Ugandan entrepreneur

Amos Masaba Wekesa, is a businessman, entrepreneur and corporate executive in Uganda, who is the founder, proprietor and managing director of Great Lakes Safaris Limited, a tour operating company, in the African Great Lakes region. His conglomerate of related tour businesses grosses an estimated US$8 million annually, and employs in excess of 250 people.

==Background and education==
Wekesa was born on 22 April 1973, in Lwakhakha, Uganda, a border town at the international border with Kenya. His family was of very modest means.

When he was ten years old, missionaries from the Salvation Army came and offered him sponsorship to elementary school. He transferred to the town of Tororo, where he completed his elementary school, under sponsorship from the Salvation Army.

He went on to complete his O-Level education at Wairaka College, in Wairaka, Jinja District. He then transferred to St. Peter's College Tororo, where he completed his A-Level studies. He then studied at a tourism school in Kampala, Uganda's capital city, graduating with a Certificate in Tourism, nine months later.

* **Parts of the exercise**
[1] From the Wekesa biography, write out word for word the part that opens with the words containing "Ugandan entrepreneur" and closes with "the Salvation Army.".
[2] According to the Wekesa biography, at which school did he complete his A-Level studies?

* **Data**
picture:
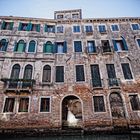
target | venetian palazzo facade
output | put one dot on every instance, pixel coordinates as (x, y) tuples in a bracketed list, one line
[(69, 72)]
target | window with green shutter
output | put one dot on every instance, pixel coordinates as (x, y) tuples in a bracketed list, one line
[(32, 45)]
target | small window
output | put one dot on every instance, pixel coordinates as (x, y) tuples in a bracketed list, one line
[(3, 45), (135, 26), (48, 47), (23, 105), (76, 29), (91, 47), (20, 46), (114, 27), (120, 45), (59, 74), (45, 105), (102, 28), (50, 28), (59, 29), (60, 16), (138, 42), (135, 102), (77, 46), (46, 74), (9, 105), (31, 47), (126, 71), (7, 25), (99, 105), (88, 28), (80, 76), (105, 46)]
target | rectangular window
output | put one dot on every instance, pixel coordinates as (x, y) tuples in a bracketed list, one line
[(59, 29), (105, 46), (138, 41), (102, 28), (114, 27), (88, 28), (76, 29), (135, 103), (50, 28), (112, 80), (95, 75), (7, 25), (9, 105), (135, 26), (99, 105), (45, 105), (80, 76), (77, 46), (59, 74), (91, 47), (126, 71), (23, 105)]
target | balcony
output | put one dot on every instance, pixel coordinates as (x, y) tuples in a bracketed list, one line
[(97, 84), (114, 82), (18, 85)]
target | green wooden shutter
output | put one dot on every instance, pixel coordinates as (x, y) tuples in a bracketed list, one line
[(11, 25), (65, 47), (38, 27), (115, 45), (3, 25), (124, 43), (15, 47), (29, 27), (46, 28), (19, 27)]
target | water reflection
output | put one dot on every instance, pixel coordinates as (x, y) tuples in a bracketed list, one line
[(90, 137)]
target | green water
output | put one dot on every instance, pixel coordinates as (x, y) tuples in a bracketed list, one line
[(89, 137)]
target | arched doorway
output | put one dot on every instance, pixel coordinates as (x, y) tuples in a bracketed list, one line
[(71, 112), (116, 104)]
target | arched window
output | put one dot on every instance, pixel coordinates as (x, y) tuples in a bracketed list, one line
[(117, 107), (3, 45), (32, 45), (15, 71), (48, 47), (28, 72), (20, 46), (46, 74)]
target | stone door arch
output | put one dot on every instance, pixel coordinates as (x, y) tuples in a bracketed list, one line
[(71, 112), (116, 104)]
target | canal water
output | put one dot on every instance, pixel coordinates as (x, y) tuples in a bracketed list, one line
[(86, 137)]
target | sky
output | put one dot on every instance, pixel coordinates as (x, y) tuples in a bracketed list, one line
[(90, 8)]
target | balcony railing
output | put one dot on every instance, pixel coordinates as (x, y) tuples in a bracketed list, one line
[(97, 83), (18, 84), (114, 82)]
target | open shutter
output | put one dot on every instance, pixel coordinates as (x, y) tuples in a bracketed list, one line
[(65, 47), (15, 47), (3, 25), (46, 28), (124, 43), (55, 47), (11, 25), (19, 27), (115, 45), (38, 27), (29, 27)]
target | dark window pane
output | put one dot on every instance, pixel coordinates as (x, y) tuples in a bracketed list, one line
[(9, 105), (59, 74), (126, 71), (80, 76), (45, 105), (99, 104)]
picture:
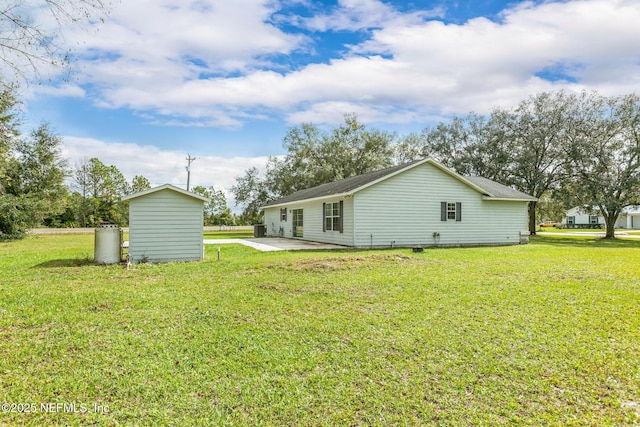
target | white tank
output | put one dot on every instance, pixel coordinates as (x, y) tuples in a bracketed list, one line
[(107, 244)]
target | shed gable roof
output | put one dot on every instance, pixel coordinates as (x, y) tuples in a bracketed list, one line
[(490, 189), (165, 187)]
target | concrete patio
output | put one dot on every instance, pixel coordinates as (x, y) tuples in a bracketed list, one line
[(268, 244)]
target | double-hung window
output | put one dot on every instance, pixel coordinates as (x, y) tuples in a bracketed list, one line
[(450, 211), (332, 216)]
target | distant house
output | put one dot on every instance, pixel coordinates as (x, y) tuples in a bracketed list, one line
[(422, 203), (579, 217), (165, 224)]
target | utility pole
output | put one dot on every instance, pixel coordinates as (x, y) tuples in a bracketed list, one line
[(189, 160)]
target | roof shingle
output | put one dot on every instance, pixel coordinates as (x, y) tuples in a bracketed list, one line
[(352, 184)]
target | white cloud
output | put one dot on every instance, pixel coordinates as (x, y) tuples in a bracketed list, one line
[(357, 15), (175, 59), (160, 166)]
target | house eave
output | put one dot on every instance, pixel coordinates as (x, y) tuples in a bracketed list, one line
[(314, 199), (508, 199)]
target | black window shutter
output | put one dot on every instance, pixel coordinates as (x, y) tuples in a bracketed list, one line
[(324, 217)]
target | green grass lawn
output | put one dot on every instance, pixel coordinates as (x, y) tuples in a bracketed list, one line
[(540, 334)]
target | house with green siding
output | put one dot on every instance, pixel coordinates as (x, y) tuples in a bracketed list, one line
[(417, 204), (165, 224)]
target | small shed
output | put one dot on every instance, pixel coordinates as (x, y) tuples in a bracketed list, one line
[(165, 224)]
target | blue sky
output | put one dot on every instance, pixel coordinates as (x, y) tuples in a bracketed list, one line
[(224, 80)]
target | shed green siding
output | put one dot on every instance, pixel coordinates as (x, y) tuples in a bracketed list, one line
[(165, 226)]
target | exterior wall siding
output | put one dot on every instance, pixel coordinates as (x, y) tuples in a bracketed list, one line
[(313, 215), (165, 226), (404, 210)]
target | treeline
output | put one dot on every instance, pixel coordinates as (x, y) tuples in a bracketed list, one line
[(39, 188), (565, 149)]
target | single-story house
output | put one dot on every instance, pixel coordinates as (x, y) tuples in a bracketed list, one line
[(579, 217), (417, 204), (166, 224)]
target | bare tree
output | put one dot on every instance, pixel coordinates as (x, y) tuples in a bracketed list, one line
[(29, 30)]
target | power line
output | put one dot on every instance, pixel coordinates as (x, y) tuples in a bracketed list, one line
[(189, 160)]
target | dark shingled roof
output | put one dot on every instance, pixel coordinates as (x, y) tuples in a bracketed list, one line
[(348, 185), (498, 190)]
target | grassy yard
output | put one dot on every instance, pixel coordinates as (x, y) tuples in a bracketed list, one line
[(542, 334)]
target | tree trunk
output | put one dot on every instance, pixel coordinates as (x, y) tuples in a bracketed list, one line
[(610, 223), (532, 217)]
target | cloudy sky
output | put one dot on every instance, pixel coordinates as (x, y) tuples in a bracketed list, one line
[(224, 80)]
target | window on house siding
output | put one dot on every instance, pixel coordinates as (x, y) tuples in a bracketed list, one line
[(450, 211), (333, 216)]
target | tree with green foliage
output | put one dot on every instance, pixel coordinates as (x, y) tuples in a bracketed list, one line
[(605, 156), (216, 211), (315, 157), (139, 183), (32, 182), (102, 188)]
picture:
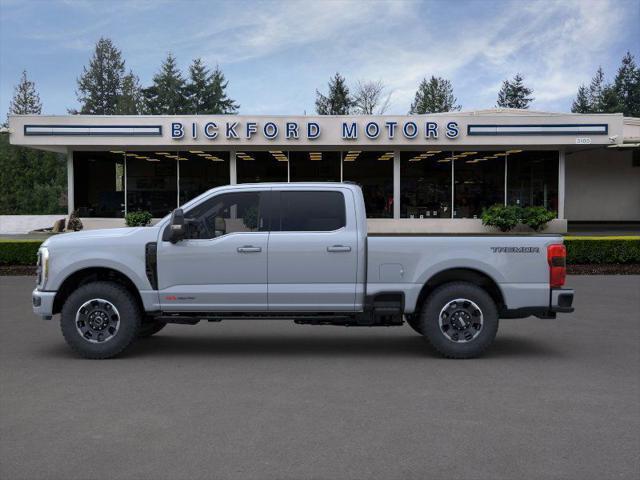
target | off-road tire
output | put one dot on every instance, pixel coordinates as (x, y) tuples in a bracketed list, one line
[(129, 319), (150, 327), (430, 320), (413, 321)]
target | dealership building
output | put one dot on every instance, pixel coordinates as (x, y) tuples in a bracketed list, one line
[(418, 172)]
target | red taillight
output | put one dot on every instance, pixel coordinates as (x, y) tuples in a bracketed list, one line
[(557, 258)]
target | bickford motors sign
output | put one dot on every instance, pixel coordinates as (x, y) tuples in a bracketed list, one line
[(310, 130)]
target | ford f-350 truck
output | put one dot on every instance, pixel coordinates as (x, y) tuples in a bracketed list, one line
[(298, 251)]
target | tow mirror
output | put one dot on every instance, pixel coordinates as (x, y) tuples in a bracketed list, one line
[(177, 227)]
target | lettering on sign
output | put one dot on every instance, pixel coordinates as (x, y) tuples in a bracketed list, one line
[(349, 130)]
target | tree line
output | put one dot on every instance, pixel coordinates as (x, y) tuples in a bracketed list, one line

* **Solutions by task**
[1]
Ugandan entrepreneur

Amos Masaba Wekesa, is a businessman, entrepreneur and corporate executive in Uganda, who is the founder, proprietor and managing director of Great Lakes Safaris Limited, a tour operating company, in the African Great Lakes region. His conglomerate of related tour businesses grosses an estimated US$8 million annually, and employs in excess of 250 people.

==Background and education==
Wekesa was born on 22 April 1973, in Lwakhakha, Uganda, a border town at the international border with Kenya. His family was of very modest means.

When he was ten years old, missionaries from the Salvation Army came and offered him sponsorship to elementary school. He transferred to the town of Tororo, where he completed his elementary school, under sponsorship from the Salvation Army.

[2] St. Peter's College Tororo